Extracted data -
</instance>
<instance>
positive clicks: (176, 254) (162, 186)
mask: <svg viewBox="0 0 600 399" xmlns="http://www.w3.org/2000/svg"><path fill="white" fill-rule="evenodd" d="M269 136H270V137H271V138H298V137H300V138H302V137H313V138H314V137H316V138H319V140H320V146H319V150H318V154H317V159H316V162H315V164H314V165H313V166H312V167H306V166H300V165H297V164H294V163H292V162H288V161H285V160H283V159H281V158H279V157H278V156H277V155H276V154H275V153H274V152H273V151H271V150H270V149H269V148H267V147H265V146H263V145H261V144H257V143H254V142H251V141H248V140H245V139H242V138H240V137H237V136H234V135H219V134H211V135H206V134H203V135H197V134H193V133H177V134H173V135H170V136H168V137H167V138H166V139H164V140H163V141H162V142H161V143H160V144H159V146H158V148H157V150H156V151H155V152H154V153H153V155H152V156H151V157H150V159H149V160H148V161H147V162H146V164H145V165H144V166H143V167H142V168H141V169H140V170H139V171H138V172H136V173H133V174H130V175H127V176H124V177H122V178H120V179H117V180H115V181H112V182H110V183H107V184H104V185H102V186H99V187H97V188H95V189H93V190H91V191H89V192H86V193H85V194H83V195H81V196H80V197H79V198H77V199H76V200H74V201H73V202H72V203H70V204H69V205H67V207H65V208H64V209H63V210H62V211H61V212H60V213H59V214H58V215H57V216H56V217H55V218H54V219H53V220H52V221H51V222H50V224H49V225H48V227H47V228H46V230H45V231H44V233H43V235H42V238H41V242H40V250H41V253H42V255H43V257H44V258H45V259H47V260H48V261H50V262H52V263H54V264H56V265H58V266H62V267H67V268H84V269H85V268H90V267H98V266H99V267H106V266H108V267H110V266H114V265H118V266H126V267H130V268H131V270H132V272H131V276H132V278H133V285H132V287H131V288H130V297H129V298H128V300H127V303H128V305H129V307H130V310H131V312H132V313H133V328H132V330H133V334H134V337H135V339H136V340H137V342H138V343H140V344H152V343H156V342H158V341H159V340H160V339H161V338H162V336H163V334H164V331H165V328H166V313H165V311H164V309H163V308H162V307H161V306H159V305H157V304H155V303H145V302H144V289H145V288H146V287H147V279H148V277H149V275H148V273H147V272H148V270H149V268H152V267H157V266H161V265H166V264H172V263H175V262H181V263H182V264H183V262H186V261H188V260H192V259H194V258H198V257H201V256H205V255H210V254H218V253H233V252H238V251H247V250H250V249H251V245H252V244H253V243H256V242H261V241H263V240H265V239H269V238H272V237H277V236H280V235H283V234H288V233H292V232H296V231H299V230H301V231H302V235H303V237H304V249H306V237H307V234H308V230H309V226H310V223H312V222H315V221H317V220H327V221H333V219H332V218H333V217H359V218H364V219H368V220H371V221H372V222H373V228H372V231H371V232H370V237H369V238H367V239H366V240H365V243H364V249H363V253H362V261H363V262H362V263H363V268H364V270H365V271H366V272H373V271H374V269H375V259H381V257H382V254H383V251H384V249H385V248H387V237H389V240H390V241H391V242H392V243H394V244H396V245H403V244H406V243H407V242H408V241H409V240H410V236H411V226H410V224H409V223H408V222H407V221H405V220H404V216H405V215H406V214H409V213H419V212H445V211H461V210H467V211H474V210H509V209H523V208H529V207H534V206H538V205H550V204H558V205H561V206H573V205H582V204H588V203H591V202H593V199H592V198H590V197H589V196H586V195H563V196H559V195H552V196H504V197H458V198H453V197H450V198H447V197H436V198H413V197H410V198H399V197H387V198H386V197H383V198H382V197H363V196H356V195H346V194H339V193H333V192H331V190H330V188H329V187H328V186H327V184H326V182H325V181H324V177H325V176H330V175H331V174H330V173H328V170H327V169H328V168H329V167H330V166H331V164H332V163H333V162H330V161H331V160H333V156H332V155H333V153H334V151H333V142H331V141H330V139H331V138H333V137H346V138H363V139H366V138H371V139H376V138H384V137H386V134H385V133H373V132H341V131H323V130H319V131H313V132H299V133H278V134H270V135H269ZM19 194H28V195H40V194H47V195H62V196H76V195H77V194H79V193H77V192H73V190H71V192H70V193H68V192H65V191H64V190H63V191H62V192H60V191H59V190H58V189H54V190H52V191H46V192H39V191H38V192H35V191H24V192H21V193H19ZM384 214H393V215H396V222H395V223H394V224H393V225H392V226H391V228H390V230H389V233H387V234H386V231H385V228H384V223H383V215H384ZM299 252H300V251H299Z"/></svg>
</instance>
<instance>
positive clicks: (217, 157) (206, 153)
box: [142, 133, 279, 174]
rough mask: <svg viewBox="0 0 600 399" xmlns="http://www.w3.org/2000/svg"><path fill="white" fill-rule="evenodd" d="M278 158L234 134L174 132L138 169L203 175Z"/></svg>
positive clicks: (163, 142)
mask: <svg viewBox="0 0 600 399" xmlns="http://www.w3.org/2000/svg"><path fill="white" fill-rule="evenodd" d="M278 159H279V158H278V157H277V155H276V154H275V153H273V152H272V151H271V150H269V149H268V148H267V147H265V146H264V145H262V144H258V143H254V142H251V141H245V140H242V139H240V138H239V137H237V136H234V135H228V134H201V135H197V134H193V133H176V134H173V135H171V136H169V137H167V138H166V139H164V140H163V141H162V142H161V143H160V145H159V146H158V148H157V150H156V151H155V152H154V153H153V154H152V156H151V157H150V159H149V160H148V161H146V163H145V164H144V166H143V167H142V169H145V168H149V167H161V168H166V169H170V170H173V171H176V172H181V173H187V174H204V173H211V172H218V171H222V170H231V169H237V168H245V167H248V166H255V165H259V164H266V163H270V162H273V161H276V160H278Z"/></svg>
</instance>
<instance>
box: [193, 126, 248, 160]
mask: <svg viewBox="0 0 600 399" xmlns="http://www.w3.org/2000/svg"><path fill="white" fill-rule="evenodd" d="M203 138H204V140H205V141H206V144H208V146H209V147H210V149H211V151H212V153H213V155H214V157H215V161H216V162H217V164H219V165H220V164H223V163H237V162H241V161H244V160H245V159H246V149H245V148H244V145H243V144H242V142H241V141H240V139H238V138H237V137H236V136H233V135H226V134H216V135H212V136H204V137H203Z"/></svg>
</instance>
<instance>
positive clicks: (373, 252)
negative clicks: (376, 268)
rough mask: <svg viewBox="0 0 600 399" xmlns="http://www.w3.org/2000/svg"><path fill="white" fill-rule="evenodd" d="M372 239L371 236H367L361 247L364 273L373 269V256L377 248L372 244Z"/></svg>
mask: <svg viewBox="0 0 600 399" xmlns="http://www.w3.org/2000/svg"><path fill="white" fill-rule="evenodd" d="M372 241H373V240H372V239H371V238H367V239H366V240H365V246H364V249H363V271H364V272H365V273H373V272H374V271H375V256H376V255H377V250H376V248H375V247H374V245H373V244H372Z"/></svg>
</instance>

Exercise instructions - Return every line above that contains the string "clicks", and list them in their original order.

Solution to the exercise -
positive clicks: (176, 254) (162, 186)
positive clicks: (217, 157) (206, 153)
positive clicks: (163, 142)
positive clicks: (373, 252)
negative clicks: (376, 268)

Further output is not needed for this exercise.